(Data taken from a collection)
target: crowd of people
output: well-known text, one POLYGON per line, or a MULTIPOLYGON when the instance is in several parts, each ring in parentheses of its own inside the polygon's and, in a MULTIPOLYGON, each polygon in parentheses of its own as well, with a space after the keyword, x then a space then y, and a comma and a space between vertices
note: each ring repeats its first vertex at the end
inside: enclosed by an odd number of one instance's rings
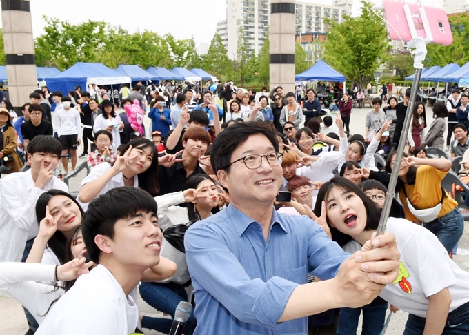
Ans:
POLYGON ((173 320, 141 316, 139 295, 172 318, 193 304, 186 335, 350 334, 362 312, 379 334, 388 308, 409 313, 405 334, 469 332, 469 274, 451 259, 463 219, 441 186, 451 161, 426 154, 451 128, 469 179, 466 94, 436 102, 428 125, 414 105, 376 236, 408 91, 374 99, 363 136, 346 92, 330 114, 312 88, 299 102, 280 86, 205 88, 77 88, 50 94, 53 113, 39 90, 20 117, 0 108, 0 289, 28 334, 169 334, 173 320), (132 105, 150 129, 130 123, 132 105), (90 172, 75 199, 55 172, 75 170, 82 145, 90 172))

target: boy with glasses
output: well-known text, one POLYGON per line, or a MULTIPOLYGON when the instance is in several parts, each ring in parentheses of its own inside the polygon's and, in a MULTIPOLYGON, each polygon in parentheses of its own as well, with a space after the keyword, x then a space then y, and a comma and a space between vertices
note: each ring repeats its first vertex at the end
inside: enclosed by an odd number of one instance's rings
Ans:
POLYGON ((42 119, 42 108, 39 103, 33 103, 28 109, 31 119, 21 125, 23 145, 28 150, 28 143, 38 135, 54 134, 52 124, 42 119))
POLYGON ((290 143, 297 144, 297 128, 292 122, 287 121, 283 125, 283 131, 290 143))
POLYGON ((310 219, 275 210, 278 151, 275 134, 257 123, 235 124, 214 142, 212 165, 230 205, 184 237, 194 335, 306 334, 308 316, 369 303, 399 274, 392 234, 373 241, 383 247, 368 241, 350 256, 310 219), (308 273, 321 281, 308 283, 308 273))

PROBLEM TO SOLVE: Copy out the records from their beginning through the line containing "POLYGON ((173 320, 141", substituting "group of people" for "crowd of people" and keeping everything else the same. Leave the pictures out.

RESPONSE:
target: group of people
output: well-known text, one POLYGON per line, or a MULTIPOLYGON when the instance is in several parts, each ring in parentheses of its own inside the polygon's and, in a MULTIPOLYGON, each polygon in parentheses of its own as well, with a space after the keyword, x then a space then y, and a comma and a space between vertices
note: each ring repeats its first vertex at the end
inside: enclosed by an odd number of one instance's rings
Ans:
POLYGON ((173 320, 141 316, 139 295, 172 318, 193 304, 186 335, 350 334, 362 312, 379 334, 388 308, 409 313, 405 334, 469 332, 469 274, 451 259, 463 219, 441 186, 451 161, 426 154, 451 128, 469 179, 466 94, 436 102, 428 125, 414 105, 376 236, 408 91, 374 99, 363 136, 346 92, 330 114, 312 88, 299 102, 280 86, 205 88, 77 88, 50 94, 53 113, 39 90, 20 117, 0 108, 0 289, 28 334, 169 334, 173 320), (132 105, 150 129, 130 123, 132 105), (90 172, 75 199, 55 172, 75 170, 82 145, 90 172))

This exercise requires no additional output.